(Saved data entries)

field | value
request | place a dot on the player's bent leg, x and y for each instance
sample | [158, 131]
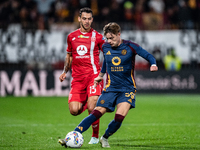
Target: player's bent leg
[95, 125]
[75, 108]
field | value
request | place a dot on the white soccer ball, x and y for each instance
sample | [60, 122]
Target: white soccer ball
[74, 139]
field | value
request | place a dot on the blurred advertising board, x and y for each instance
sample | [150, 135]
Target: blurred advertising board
[46, 83]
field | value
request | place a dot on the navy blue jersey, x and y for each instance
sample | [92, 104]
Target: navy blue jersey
[119, 63]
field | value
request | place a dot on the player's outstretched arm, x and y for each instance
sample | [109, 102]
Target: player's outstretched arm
[98, 79]
[153, 68]
[68, 62]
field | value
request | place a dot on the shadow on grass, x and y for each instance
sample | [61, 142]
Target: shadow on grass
[118, 142]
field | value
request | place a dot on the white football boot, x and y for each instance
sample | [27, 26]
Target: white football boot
[94, 140]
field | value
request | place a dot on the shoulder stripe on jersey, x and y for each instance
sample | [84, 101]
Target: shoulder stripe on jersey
[91, 52]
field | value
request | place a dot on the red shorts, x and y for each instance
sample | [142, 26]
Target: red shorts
[83, 88]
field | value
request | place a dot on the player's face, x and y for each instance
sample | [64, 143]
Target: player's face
[85, 21]
[113, 40]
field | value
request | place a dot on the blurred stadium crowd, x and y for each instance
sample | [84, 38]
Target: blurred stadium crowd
[132, 14]
[34, 50]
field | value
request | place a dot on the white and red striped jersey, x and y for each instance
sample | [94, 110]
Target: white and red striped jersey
[85, 49]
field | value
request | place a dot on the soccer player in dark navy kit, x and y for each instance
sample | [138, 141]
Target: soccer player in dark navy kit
[119, 62]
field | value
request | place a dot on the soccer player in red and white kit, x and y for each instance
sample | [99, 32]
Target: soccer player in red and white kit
[84, 45]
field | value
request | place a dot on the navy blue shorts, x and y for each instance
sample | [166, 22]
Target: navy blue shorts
[111, 99]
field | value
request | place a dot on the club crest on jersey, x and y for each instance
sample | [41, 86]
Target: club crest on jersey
[124, 52]
[81, 50]
[116, 61]
[82, 36]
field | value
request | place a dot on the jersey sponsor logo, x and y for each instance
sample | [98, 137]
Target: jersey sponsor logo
[124, 52]
[82, 36]
[81, 50]
[116, 61]
[93, 39]
[108, 53]
[115, 69]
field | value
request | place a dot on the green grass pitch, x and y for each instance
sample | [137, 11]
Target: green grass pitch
[158, 122]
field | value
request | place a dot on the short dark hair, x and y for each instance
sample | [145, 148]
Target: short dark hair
[112, 27]
[85, 9]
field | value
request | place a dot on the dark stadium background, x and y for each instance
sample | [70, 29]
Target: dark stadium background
[33, 42]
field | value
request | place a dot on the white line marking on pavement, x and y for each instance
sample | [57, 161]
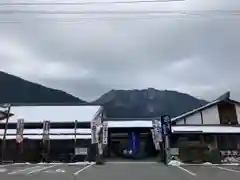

* _What you will do_: Each entry above should be printed exactly, and any picture in it left out.

* _Task solution_:
field | value
request | place a dot on the player's bent leg, x and y for each instance
sample | [158, 131]
Target: player's bent leg
[95, 125]
[75, 108]
field | value
request | place a dot on the white soccer ball, x and y for each instance
sample | [60, 122]
Target: white soccer ball
[74, 139]
field | value
request | place a dot on the blurred advertising board, x and y for each instance
sample | [150, 135]
Target: blurred advertising board
[46, 83]
field | value
request | place a dot on the navy blue jersey, x and y for each instance
sample | [92, 104]
Target: navy blue jersey
[119, 63]
field | value
request | place a dot on the player's outstretched arm, x and y for each instance
sample | [109, 102]
Target: player's outstretched arm
[98, 79]
[153, 68]
[68, 62]
field | value
request | place a dot on the shadow on grass, x and y for each instance
sample | [61, 142]
Target: shadow on grass
[118, 142]
field | value
request | place a dot on the white football boot, x and y for each instance
sample | [27, 26]
Target: white football boot
[94, 140]
field | value
request | place a dot on the shoulder stripe on jersey, x and y for each instance
sample | [84, 101]
Target: shoulder stripe on jersey
[91, 52]
field | value
request | place a dot on the red shorts, x and y for each instance
sample | [142, 26]
Target: red shorts
[83, 88]
field | value
request | place a dot on the player's face, x and y for each instance
sample | [64, 143]
Target: player's face
[85, 21]
[113, 40]
field | value
request | place a dot on the blurred stadium crowd, x and y for each instance
sample | [84, 38]
Target: blurred stadium crowd
[132, 14]
[34, 50]
field | value
request | place a dot on the white and red striped jersey, x and y for each instance
sample | [94, 110]
Target: white and red striped jersey
[85, 49]
field | value
request | place a dot on the soccer player in dark navy kit, x and y for each instance
sample | [138, 141]
Target: soccer player in dark navy kit
[119, 62]
field | value
request | place a dot on the soccer player in red and white kit, x and y for each instance
sample | [99, 32]
Target: soccer player in red and white kit
[84, 45]
field | value
request | place a dot on the navy blue shorts, x and y for each instance
sample | [166, 22]
Target: navy blue shorts
[111, 99]
field | value
request | place a dot on the club crest on jersey, x and y for each instance
sample | [41, 86]
Target: club crest on jersey
[124, 52]
[81, 50]
[116, 61]
[82, 36]
field | value
request | place a dot on the jersey sponsor logo, x and y for each instance
sample | [98, 137]
Target: jersey sponsor logo
[124, 52]
[82, 36]
[81, 50]
[116, 61]
[93, 39]
[108, 53]
[115, 69]
field | value
request | place a dot on the green grass pitch, x and y for each instance
sample | [137, 11]
Target: green grass pitch
[158, 122]
field | value
request | place a dot on the short dark hair, x and y for each instance
sample | [145, 148]
Target: short dark hair
[112, 27]
[85, 9]
field | value
request | place a dot on the dark stadium background, x and y for each instance
sample | [70, 29]
Target: dark stadium background
[33, 42]
field | value
request | place a dot on the white line marking on pavement, x and y for each instance
sample | [57, 161]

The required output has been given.